### [To do]
Present the data once more in exactly its original form.

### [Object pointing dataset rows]
================

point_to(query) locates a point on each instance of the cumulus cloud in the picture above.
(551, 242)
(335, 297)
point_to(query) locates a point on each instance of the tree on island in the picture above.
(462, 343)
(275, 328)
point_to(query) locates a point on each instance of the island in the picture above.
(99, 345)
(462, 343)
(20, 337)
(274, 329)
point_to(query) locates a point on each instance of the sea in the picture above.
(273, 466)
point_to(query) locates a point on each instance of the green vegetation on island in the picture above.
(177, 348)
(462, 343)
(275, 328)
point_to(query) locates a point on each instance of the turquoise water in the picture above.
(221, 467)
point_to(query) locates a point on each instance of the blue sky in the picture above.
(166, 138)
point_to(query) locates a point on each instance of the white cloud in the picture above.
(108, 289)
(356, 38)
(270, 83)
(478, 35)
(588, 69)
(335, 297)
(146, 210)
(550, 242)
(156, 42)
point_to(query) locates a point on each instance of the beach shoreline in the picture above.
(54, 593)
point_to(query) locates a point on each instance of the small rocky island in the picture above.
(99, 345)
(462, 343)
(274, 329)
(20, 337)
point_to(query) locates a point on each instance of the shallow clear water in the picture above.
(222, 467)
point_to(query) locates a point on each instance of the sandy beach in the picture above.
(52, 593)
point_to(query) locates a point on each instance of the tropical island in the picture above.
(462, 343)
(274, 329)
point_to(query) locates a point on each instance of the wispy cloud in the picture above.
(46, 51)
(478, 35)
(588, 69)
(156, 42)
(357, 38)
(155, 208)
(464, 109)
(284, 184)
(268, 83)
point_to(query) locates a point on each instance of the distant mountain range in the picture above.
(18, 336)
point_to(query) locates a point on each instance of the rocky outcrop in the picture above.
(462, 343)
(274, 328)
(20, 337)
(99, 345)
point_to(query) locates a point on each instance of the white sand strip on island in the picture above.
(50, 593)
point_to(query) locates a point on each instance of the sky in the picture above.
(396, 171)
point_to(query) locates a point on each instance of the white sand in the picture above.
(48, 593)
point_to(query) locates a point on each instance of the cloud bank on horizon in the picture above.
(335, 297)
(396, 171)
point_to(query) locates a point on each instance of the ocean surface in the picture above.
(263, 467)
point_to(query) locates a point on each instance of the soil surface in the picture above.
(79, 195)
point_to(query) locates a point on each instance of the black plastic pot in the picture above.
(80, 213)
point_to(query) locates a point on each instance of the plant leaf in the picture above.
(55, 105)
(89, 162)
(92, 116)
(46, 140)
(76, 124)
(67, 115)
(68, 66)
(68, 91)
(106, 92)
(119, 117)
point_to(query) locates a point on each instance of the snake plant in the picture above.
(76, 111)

================

### [Written answer]
point_to(query) locates a point on each instance of the cumulus cloud in the picture above.
(551, 242)
(335, 297)
point_to(query) locates a point on each instance of the tree on island in the picture above.
(462, 343)
(275, 328)
point_to(query) locates a point on each instance of the island in the picture above.
(99, 345)
(462, 343)
(20, 337)
(274, 329)
point_to(query) locates a point on each instance of the sea in the picture above.
(273, 466)
point_to(query) locates a point on each instance of the green vegetation on island in the picture above.
(177, 348)
(462, 343)
(275, 328)
point_to(query) locates a point on each instance of the turquoise water in the picture above.
(221, 467)
point_to(query) locates a point on each instance of the blue sky in the picture above.
(166, 138)
point_to(query) locates a point on each instance of the white cloud in the picture above.
(108, 289)
(356, 38)
(270, 83)
(478, 35)
(588, 69)
(335, 297)
(146, 210)
(550, 242)
(156, 42)
point_to(query) locates a point on each instance of the beach shoreline in the picture above.
(54, 593)
point_to(query) locates a point on each instance of the small rocky island in the picture above.
(99, 345)
(462, 343)
(274, 329)
(20, 337)
point_to(query) locates a point on each instance of the shallow clear water in the picture above.
(222, 467)
point_to(query) locates a point on each instance of the sandy beach in the picture above.
(52, 593)
point_to(query) locates a point on each instance of the tropical island in the picture above.
(462, 343)
(274, 329)
point_to(query) locates a point on each instance of the wispy cloud in the picture above.
(46, 51)
(478, 35)
(588, 69)
(156, 42)
(357, 38)
(155, 208)
(464, 109)
(284, 184)
(268, 83)
point_to(query) locates a point on each instance of the distant mountain range in the picture above.
(18, 336)
point_to(query) locates a point on each instance of the rocky outcrop in the picture above.
(462, 343)
(274, 328)
(20, 337)
(99, 345)
point_to(query) locates a point on each instance of the white sand strip on island in the picture above.
(50, 593)
point_to(query) locates a point on each instance of the sky in the picture above.
(396, 171)
point_to(query) locates a point on each instance of the white sand in the picture above.
(48, 593)
point_to(query) locates a point on each instance of the cloud bank on horizon in the picture above.
(335, 297)
(396, 171)
point_to(query) locates a point on each instance of the ocean surface in the picture above.
(263, 467)
point_to(query) locates a point on each instance of the soil surface in the picture above.
(79, 195)
point_to(query) locates a point on each instance of the black plastic pot in the picture above.
(80, 213)
point_to(query) locates a point on each instance of the plant leaf in the picture above.
(55, 105)
(89, 162)
(92, 116)
(46, 140)
(76, 124)
(67, 115)
(68, 66)
(68, 91)
(106, 92)
(119, 117)
point_to(query) locates a point on each instance of the snake plant in the picture above.
(76, 111)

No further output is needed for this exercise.